EXERCISE INSTRUCTIONS >>
Repeat the records below exactly, leaving out every picture.

RECORDS FOR PROCESSING >>
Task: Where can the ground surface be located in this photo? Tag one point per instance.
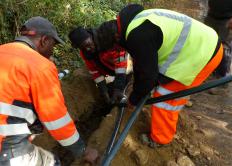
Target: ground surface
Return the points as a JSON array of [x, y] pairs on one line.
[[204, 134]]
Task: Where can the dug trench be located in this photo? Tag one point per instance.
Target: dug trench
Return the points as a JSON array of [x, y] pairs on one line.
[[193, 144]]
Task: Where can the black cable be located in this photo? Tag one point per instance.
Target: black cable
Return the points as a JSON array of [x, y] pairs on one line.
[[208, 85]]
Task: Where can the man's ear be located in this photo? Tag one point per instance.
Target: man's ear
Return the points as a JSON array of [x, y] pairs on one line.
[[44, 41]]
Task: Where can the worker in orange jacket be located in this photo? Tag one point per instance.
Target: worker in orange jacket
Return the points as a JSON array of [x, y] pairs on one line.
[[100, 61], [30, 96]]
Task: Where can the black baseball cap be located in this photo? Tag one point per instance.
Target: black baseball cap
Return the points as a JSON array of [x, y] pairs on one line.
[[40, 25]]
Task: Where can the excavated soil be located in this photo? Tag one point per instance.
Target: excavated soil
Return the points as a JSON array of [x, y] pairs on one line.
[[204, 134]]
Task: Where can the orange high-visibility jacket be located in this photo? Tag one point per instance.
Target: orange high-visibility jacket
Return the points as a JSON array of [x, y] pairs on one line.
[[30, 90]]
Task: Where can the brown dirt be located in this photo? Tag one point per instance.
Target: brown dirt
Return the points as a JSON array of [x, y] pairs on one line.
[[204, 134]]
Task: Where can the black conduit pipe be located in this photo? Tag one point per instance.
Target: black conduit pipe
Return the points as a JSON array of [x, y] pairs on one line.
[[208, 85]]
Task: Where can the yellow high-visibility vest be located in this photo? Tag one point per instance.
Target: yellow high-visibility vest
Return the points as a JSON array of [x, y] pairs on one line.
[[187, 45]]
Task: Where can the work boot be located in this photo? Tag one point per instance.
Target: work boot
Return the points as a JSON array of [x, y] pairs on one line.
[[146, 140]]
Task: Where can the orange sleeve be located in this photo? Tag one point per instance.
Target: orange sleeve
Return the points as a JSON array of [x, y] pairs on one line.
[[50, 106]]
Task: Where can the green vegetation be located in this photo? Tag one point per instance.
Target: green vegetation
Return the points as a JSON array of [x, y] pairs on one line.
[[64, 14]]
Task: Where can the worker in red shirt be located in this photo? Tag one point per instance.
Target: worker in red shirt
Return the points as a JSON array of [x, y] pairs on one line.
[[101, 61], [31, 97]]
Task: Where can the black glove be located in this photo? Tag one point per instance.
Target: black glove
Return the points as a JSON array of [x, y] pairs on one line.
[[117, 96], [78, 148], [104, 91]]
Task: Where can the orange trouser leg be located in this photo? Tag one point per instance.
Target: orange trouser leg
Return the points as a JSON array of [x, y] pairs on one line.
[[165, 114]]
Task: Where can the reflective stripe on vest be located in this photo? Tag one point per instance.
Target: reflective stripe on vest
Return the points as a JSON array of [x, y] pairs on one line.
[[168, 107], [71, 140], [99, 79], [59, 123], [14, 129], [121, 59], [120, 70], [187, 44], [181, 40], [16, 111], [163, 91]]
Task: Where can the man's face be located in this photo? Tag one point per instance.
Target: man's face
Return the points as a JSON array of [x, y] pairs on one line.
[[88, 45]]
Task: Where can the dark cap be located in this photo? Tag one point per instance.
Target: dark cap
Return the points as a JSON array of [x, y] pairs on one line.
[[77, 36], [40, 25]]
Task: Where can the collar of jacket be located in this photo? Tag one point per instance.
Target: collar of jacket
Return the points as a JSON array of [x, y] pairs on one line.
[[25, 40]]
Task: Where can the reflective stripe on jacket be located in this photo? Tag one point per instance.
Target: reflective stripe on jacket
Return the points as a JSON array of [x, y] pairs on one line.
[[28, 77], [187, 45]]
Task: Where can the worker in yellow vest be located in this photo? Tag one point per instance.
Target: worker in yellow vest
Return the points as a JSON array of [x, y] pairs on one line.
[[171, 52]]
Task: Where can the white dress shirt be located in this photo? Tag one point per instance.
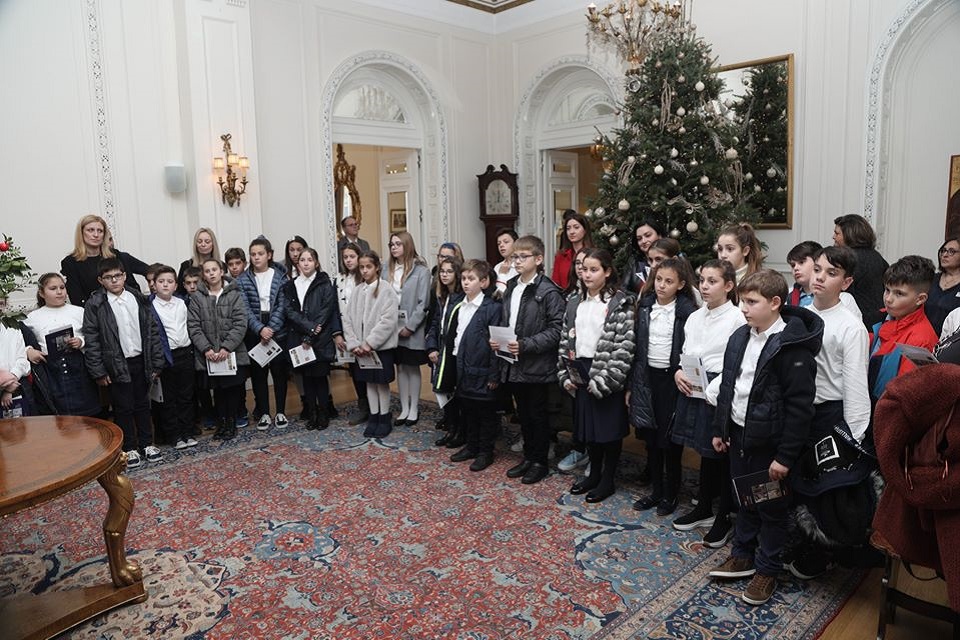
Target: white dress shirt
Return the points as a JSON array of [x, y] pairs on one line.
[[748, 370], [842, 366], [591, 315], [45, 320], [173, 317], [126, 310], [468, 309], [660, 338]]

RESULT OF THIS TASK >>
Task: Where can the ground surface be located in this photo? Tag one point per instance.
Target: ground surface
Return the points as a JSON array of [x, y] pairs on one line.
[[204, 134]]
Task: Where can the dug trench be located in this photo? Tag one point per instance.
Target: dug trench
Return the points as a JSON array of [x, y] pairs on one line.
[[193, 144]]
Task: Where can the black cable be located in this photo? Tag one point per instance.
Target: black cable
Return the points as a JSON array of [x, y] pairs on one line.
[[208, 85]]
Task: Where can the man's ear be located in this photo? Tag one point per instance.
Target: man's ear
Return the points as a JSON array of [x, y] pairs on one line.
[[44, 41]]
Task: Where can the worker in orange jacket be located in this photo? Tag one point per instance.
Target: worker in orange jacket
Return the points as a JSON array of [x, y] pairs on one line.
[[100, 61], [30, 96]]
Task: Where can the black baseball cap be located in this photo? Tag one point per instance.
Target: black baseball cap
Return the points as a JSON array of [x, y] pairs on one line.
[[40, 25]]
Task: Where can the excavated soil be located in this photo? Tag one point per instance.
Target: excavated soil
Return the points as a JSON array of [x, y] pairs on one line.
[[204, 134]]
Task: Where can the orange high-visibility jacket be located in this photo? Tag one point per instance.
Target: orange high-visibility jacket
Return the points as a JSON array of [x, y] pairs on one line.
[[30, 90]]
Task: Where can the brown dirt be located in this photo? Tag one point per instance.
Target: brown dirt
Return the points as a JSON array of [x, y] pairs on one line.
[[204, 134]]
Task: Where can the black conduit pipe be located in this photo? Tag one point per instance.
Target: black conduit pipe
Return the points as a JSON array of [x, y] pairs on one line.
[[208, 85]]
Task: Where can the yellow high-visibility vest be located in this photo? Tag one point per instance.
Target: yellow high-visibility vest
Return the points as a JSON array of [x, y] pairs on one line.
[[187, 45]]
Task: Where can the work boot be located in this photo? Tag one point per instance.
Target: work boot
Return the points as a JSON array of [x, y] pairs on one line.
[[146, 140]]
Task: Where can the orange sleeve be located in this photo? Tag one point per instance.
Target: orange sleeve
Return the points as a JSON array of [x, y] pairs on one line.
[[50, 106]]
Task: Where can the green vegetation be located in this photo? Tag one point per instance.
Target: green vegetation
Return the points as a JSON array of [x, y] pairs on one line.
[[64, 14]]
Task: Where can the worker in red shirt be located in this photo? Tag one point per instance.
Target: worker in red shirt
Return the points as a JSON array of [x, y] pairs on one line.
[[101, 61], [31, 97]]
Task: Where can the black glove be located in this photo? Tag one point per instance.
Target: black glove
Return the points as a JSON array of [x, y] pairs on one line.
[[117, 96], [78, 148], [104, 91]]
Task: Where can the orange trouser leg be located in this photo? Tag one point per instance.
Target: orange trouser leg
Return the points as a JSON array of [x, y] pairs on one line.
[[165, 114]]
Task: Where can the reflective stripe on vest be located in this photo? Tag one point per instance.
Target: reflective stripe on vest
Return the points as a JSON array of [x, y] pairs on one line.
[[168, 107], [71, 140], [99, 79], [59, 123], [14, 129], [121, 59], [120, 70], [187, 44], [181, 40], [16, 111], [163, 91]]
Task: Where can the man's face be located in this photo? Tag one point per instance.
Target: man's face
Return the points as a JSON array of [x, y] pairs on one line.
[[88, 45]]
Task: Where can the dark cap be located in this photo? Tag one point per instance.
Target: dark cap
Return the points as a JSON array of [x, y] pairs on one line.
[[77, 36], [40, 25]]
Task: Where can the collar of jacket be located in this photo? Tag one point per instance.
Target: collar of jacket
Return the points as a JSON array of [x, y] pairs on one line.
[[25, 40]]
Task: Where can the reflective stripe on jacket be located in this photo? Tag one point per instance.
Target: reflective stripe on jacket
Return the points as a JSON array of [x, y] pairs on one line.
[[28, 77], [187, 45]]
Task: Where can the worker in yellow vest be located in this photo? Tag one point per instance.
Target: worker in yellow vest
Return the points as a JSON array of [x, y] pairs on one line.
[[171, 52]]
Task: Where can the white dress shirt be located in this photo? Tag one point per instance.
Target: white dress shirt
Return the points as a JSON array of [x, y] pairs on one line.
[[748, 370], [842, 366], [591, 315], [45, 320], [173, 317], [126, 310], [468, 309], [660, 338]]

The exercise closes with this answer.